= Stated goal =
Reproduce the material below word for word, leaving out the pictures.

╭─ Information given

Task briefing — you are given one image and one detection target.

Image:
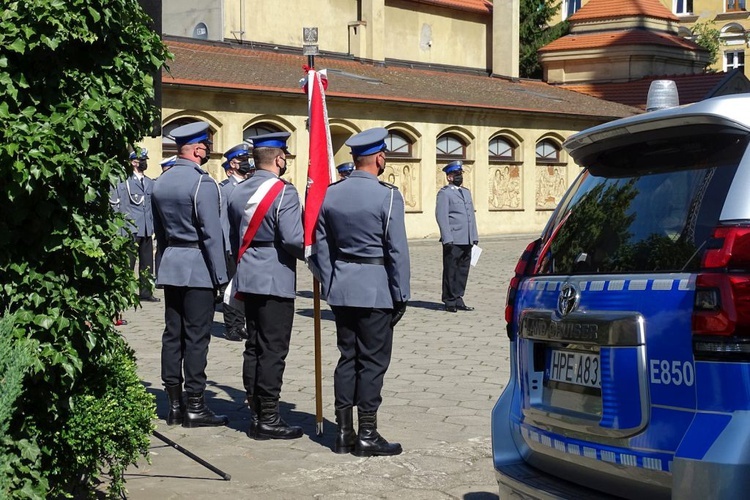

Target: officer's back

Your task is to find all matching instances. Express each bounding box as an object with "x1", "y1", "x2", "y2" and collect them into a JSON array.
[
  {"x1": 321, "y1": 170, "x2": 409, "y2": 308},
  {"x1": 154, "y1": 158, "x2": 224, "y2": 288}
]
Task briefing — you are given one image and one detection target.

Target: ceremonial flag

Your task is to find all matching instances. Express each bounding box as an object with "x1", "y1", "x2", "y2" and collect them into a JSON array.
[{"x1": 303, "y1": 69, "x2": 334, "y2": 257}]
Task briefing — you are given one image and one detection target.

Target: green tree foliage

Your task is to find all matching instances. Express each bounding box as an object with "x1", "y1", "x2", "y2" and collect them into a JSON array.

╰─

= Full solution =
Task briefing — you are given one image and one detection target.

Image:

Target: officer's back

Your task is to find all matching instances. Express each bounding box as an object with "x1", "y1", "x2", "y2" and collect them into a JSON array.
[
  {"x1": 321, "y1": 170, "x2": 409, "y2": 308},
  {"x1": 154, "y1": 158, "x2": 224, "y2": 288}
]
Task briefing — you are given one image and one detection target.

Target: ceremonial flag

Your task is to find all matching instances. Express each bounding box as an object with "x1", "y1", "x2", "y2" and collect them into a JSON array.
[{"x1": 303, "y1": 69, "x2": 334, "y2": 257}]
Task briefing — you are given one image and one detection target.

Target: green tree foliage

Your task is to find all matching instances. Express each bounding box as an object with "x1", "y1", "x2", "y2" and collect them into a JSON array.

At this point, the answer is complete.